> WRITTEN REQUEST A
Repeat everything in the mailing list exchange about RTC alarms from "On Sun, 2007-01-07" down to "the embedded system?".

> EXTRACT TO READ
___

On Sun, 2007-01-07 at 18:31 -0800, David Brownell wrote:
> On Saturday 06 January 2007 9:57 pm, Matthew Garrett wrote:
> > On Sat, Jan 06, 2007 at 02:42:22PM -0800, David Brownell wrote:
> > > On Saturday 06 January 2007 3:35 am, Zhang Rui wrote:
> > > > 
> > > > Create /sys/power/alarm.
> > > 
> > > Urg.  This doesn't work with the RTC framework, which accepts the reality
> > > that some systems have multiple RTCs ... /sys/class/rtc/rtcN/alarm is a
> > > much more appropriate location for that RTC's alarm.
> > 
Errr, I never met this multiple RTCs situation before and it's true
that /sys/power/alarm can not handle multiple RTCs.
I don't know why they are needed, maybe for the embedded system?
Could you provide me more details about this multiple RTCs please?
Thanks.
> > Especially since /proc/acpi/alarm is just banging on the RTC registers 
> > - the only ACPI thing about it is that the FADT can expose whether or 
> > not the extended registers exist, and then making sure that the GPE is 
> > enabled.
> 
> The FADT also exposes whether the RTC can wake from S4.  You may have
> noticed that my rtc-cmos patch #3 exported the relevant FADT info
> to the RTC device using platform_data, but the S4 wake capability flag
> isn't useful for anything on today's Linux.
> Not speaking as an ACPI expert, I do see the ACPI spec says (right
> under fig 4-11 in my version) that RTC events don't require GPEs.
> 
Enabling the GPE for RTC is needed. According to the ACPI spec 3.0,
which is the latest version, "If the RTC wake event status and enable
bits are implemented in fixed hardware, the platform are able to
indicate an RTC wake source without consuming a GPE bit, as would be
required if RTC wake was not implemented using the fixed hardware RTC
feature". You can get it in 4.7.2.4.

___

> WRITTEN REQUEST B
In the records, rewrite everything from the line containing "Task: pick out wristwatch, one" down to the end of the records, replacing "red drape" with "velvet curtain" and leaving the rest unchanged.

___

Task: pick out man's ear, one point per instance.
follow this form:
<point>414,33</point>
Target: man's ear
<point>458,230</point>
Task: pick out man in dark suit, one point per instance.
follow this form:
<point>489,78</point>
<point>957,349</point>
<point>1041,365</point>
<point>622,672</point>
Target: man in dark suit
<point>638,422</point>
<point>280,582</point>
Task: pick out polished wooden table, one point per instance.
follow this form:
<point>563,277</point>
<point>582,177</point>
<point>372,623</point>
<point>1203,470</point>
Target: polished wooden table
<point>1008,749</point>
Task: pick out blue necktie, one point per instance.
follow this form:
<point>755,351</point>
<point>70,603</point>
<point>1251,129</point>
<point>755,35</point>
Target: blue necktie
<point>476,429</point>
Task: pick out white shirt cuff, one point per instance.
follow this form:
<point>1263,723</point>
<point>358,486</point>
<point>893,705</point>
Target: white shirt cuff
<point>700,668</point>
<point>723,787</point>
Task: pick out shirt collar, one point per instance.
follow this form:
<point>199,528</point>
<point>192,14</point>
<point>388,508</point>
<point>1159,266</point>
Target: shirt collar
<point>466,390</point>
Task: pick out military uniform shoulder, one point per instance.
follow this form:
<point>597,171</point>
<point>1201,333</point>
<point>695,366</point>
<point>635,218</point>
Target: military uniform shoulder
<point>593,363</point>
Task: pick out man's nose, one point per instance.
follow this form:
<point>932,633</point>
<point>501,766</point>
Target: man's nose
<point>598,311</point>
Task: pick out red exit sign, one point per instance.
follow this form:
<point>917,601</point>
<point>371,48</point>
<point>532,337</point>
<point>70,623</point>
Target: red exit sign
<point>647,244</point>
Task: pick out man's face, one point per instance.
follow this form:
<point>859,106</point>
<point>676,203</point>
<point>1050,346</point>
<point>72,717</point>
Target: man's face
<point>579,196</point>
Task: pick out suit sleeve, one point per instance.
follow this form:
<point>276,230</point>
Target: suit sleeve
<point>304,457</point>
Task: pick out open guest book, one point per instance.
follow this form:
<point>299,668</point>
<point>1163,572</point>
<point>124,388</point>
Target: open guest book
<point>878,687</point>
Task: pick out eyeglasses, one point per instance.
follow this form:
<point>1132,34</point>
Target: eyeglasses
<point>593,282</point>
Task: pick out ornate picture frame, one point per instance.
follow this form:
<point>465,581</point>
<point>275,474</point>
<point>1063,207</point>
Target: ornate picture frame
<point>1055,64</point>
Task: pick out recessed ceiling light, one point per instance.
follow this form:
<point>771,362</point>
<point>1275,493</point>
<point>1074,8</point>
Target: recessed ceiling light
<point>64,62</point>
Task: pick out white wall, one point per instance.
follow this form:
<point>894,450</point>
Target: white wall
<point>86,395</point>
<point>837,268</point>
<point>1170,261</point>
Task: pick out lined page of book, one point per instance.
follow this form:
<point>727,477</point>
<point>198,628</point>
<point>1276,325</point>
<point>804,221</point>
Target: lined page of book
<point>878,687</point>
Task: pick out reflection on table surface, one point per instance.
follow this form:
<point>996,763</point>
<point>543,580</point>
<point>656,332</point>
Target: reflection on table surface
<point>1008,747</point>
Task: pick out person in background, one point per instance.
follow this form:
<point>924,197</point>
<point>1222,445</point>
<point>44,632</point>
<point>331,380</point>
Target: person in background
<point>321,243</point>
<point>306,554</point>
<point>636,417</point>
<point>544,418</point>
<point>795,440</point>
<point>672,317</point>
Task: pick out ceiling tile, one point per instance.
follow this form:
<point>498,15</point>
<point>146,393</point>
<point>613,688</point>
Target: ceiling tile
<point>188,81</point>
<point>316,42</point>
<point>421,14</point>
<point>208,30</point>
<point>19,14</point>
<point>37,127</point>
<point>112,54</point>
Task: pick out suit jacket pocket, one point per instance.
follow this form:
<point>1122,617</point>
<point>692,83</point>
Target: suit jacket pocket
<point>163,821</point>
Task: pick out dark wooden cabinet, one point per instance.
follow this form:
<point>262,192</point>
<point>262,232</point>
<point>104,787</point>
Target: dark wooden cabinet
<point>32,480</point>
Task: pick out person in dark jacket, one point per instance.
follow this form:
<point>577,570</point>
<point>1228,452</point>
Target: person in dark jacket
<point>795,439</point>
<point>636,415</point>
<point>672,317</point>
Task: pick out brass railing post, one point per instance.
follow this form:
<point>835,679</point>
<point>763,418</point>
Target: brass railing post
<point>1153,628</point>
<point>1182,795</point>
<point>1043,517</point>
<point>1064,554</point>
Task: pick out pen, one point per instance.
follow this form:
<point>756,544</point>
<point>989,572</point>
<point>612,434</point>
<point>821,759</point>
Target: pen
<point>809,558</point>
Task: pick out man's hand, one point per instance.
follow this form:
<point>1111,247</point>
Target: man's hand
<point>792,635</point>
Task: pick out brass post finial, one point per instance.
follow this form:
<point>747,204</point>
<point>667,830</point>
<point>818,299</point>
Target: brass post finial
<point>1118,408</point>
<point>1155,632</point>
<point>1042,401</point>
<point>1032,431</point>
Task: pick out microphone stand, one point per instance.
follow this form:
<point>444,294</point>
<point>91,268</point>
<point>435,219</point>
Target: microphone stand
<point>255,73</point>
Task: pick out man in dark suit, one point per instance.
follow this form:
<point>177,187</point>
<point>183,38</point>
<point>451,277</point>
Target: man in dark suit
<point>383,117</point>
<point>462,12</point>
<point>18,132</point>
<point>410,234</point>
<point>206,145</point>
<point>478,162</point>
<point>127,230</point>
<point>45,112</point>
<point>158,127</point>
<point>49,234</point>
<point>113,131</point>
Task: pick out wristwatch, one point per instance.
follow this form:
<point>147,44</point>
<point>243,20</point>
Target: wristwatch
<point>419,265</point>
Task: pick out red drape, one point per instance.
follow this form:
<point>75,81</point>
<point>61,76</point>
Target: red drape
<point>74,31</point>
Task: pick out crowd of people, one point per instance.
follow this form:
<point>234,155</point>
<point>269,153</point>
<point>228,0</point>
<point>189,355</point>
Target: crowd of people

___

> FINAL ANSWER A
On Sun, 2007-01-07 at 18:31 -0800, David Brownell wrote:
> On Saturday 06 January 2007 9:57 pm, Matthew Garrett wrote:
> > On Sat, Jan 06, 2007 at 02:42:22PM -0800, David Brownell wrote:
> > > On Saturday 06 January 2007 3:35 am, Zhang Rui wrote:
> > > > 
> > > > Create /sys/power/alarm.
> > > 
> > > Urg.  This doesn't work with the RTC framework, which accepts the reality
> > > that some systems have multiple RTCs ... /sys/class/rtc/rtcN/alarm is a
> > > much more appropriate location for that RTC's alarm.
> > 
Errr, I never met this multiple RTCs situation before and it's true
that /sys/power/alarm can not handle multiple RTCs.
I don't know why they are needed, maybe for the embedded system?

> FINAL ANSWER B
Task: pick out wristwatch, one point per instance.
follow this form:
<point>147,44</point>
<point>243,20</point>
Target: wristwatch
<point>419,265</point>
Task: pick out velvet curtain, one point per instance.
follow this form:
<point>75,81</point>
<point>61,76</point>
Target: velvet curtain
<point>74,31</point>
Task: pick out crowd of people, one point per instance.
follow this form:
<point>234,155</point>
<point>269,153</point>
<point>228,0</point>
<point>189,355</point>
Target: crowd of people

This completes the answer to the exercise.